History

Great Britain
- Name: Britannia
- Owner: John St Barbe & Co.
- Builder: Sunderland
- Launched: 1783
- Fate: No longer listed 1845

General characteristics
- Tons burthen: 296, 320 from 1800, or 315 (bm)
- Propulsion: Sails
- Sail plan: Brig
- Complement: 27
- Armament: 1793:8 × 3-pounder guns; 1800:2 × 6-pounder + 12 × 3-pounder guns; 1810:2 × 6-pounder + 4 × 4-pounder + 2 × 3-pounder guns ; 1815: 6 guns;

= Britannia (1783 ship) =

Britannia was a ship launched at Sunderland in 1783. In 1791 she received a three-year license from the British East India Company to engage in whaling in the South Pacific and off New South Wales. Britannia engaged in a small amount of sealing and whaling during her absence from Britain. She was also employed shuttling between Port Jackson and other ports bringing supplies to the new colonists. Shortly after her return to Britain in 1797 she temporarily disappeared from Lloyd's Register. From 1800 to 1822 she was a Greenland whaler, and then from 1822 to 1837 she was a Southern Whale fishery whaler. Between 1840 and 1844 she was a London-based collier. After a 61-year career, she was no longer listed in 1845.

■ ■ ■ ■

_What to work on_. Update the Britannia history between "Great Britain" and "or 315 (bm)", inclusive, giving that part again with "Sunderland" changed to "Whitby".

[Collected data entries]
■ ■ ■ ■

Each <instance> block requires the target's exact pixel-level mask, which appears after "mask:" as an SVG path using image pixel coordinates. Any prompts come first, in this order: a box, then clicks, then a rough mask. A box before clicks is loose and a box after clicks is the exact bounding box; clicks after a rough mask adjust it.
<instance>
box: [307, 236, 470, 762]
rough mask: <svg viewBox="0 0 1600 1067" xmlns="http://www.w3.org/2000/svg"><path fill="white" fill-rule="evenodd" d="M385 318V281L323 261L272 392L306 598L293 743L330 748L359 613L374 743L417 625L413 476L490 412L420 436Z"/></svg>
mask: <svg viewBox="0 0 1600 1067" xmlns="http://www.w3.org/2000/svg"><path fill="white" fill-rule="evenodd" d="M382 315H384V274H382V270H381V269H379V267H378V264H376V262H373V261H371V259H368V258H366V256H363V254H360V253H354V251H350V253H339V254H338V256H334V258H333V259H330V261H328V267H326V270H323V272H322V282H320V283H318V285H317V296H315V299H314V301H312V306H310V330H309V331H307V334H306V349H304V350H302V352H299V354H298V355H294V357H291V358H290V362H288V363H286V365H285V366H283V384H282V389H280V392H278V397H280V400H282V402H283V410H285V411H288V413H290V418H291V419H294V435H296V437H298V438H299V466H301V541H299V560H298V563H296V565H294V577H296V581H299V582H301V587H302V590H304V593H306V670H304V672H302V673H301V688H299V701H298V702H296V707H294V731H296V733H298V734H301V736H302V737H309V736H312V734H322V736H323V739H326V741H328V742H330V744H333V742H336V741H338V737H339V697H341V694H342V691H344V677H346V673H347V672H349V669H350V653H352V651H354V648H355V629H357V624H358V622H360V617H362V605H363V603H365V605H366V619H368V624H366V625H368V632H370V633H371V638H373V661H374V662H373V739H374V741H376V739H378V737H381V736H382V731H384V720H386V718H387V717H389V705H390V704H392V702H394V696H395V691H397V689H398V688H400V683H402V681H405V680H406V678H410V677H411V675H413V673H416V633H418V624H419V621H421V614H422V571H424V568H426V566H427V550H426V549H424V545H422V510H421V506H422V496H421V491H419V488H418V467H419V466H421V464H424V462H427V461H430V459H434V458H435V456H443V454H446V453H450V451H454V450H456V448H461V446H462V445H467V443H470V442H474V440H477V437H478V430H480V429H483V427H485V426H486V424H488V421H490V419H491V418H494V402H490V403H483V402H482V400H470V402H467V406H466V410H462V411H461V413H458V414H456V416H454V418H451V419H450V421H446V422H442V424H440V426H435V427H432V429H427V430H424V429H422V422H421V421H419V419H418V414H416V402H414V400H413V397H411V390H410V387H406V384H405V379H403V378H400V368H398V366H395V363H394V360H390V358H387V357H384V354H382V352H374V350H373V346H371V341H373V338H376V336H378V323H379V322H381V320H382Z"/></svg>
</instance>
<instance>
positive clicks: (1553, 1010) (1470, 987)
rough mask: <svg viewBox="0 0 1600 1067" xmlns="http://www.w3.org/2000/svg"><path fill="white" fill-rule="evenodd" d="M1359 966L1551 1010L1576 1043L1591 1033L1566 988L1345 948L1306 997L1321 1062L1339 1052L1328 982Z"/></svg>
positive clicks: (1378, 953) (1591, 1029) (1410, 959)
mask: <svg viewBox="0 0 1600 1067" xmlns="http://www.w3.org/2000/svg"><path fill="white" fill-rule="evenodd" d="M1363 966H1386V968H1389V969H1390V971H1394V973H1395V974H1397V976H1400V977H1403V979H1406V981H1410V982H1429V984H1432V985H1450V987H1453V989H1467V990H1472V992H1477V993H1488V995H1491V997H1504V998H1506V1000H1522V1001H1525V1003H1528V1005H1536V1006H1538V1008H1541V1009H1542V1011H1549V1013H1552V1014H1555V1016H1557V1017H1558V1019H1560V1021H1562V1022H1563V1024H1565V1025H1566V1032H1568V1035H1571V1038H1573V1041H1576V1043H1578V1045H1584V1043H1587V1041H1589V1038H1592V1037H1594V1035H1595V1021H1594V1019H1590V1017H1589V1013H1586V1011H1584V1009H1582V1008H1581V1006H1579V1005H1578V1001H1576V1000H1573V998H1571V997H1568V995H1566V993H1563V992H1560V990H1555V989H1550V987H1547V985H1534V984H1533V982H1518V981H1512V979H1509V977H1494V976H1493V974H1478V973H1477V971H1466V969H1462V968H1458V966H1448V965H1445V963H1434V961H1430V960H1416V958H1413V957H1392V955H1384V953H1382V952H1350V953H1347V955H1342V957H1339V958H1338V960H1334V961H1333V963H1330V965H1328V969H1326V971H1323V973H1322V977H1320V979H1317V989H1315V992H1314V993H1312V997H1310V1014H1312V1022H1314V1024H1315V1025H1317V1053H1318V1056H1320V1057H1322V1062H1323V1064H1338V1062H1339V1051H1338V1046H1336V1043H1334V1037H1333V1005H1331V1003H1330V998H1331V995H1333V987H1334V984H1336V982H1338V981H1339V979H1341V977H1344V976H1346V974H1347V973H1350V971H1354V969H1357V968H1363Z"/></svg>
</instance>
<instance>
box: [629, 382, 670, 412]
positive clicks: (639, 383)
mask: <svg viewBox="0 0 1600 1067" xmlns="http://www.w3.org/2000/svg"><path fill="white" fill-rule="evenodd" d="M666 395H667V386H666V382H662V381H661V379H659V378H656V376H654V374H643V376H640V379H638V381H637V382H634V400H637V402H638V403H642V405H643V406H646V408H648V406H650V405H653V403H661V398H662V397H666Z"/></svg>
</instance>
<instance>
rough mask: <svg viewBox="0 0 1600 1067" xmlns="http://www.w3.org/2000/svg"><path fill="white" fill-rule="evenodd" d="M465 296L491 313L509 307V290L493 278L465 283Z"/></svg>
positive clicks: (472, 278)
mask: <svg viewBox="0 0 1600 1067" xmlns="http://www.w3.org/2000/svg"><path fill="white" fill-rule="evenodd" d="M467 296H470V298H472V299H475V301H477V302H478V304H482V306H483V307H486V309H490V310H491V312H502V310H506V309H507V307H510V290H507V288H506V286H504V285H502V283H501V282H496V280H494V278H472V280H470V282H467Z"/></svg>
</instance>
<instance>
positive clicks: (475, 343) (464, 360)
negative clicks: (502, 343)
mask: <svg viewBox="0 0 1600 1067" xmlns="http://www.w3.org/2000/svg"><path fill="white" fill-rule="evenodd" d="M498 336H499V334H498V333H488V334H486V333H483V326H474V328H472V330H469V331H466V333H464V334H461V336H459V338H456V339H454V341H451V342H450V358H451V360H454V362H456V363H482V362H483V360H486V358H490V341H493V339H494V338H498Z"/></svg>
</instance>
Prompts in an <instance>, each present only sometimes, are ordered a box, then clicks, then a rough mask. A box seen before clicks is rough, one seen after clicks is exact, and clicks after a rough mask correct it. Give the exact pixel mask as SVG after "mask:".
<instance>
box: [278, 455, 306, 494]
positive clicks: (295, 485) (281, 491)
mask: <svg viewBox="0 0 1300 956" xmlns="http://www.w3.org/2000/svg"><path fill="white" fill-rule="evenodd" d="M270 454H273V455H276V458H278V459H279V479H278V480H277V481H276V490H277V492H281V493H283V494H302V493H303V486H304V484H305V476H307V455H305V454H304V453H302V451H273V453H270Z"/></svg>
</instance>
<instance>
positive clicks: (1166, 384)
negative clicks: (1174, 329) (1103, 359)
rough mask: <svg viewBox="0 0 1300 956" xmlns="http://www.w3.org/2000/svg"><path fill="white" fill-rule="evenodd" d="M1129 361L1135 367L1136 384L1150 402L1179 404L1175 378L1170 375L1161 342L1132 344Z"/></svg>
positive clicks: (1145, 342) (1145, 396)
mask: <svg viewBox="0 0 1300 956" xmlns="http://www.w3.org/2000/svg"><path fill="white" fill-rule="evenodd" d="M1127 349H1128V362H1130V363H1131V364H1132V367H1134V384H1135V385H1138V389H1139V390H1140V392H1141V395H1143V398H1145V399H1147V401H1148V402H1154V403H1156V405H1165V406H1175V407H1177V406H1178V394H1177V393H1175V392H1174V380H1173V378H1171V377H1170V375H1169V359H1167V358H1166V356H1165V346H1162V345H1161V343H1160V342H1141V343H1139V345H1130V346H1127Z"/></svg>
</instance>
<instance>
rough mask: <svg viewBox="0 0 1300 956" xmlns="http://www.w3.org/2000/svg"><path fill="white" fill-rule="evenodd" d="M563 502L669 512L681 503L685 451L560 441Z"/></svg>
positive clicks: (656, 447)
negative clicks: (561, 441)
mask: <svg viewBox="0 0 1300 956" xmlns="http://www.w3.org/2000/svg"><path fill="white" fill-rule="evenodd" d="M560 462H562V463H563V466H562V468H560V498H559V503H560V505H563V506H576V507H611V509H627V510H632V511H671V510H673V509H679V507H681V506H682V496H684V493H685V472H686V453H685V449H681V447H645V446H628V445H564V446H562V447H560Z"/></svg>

■ ■ ■ ■

_Answer space_.
Great Britain
- Name: Britannia
- Owner: John St Barbe & Co.
- Builder: Whitby
- Launched: 1783
- Fate: No longer listed 1845

General characteristics
- Tons burthen: 296, 320 from 1800, or 315 (bm)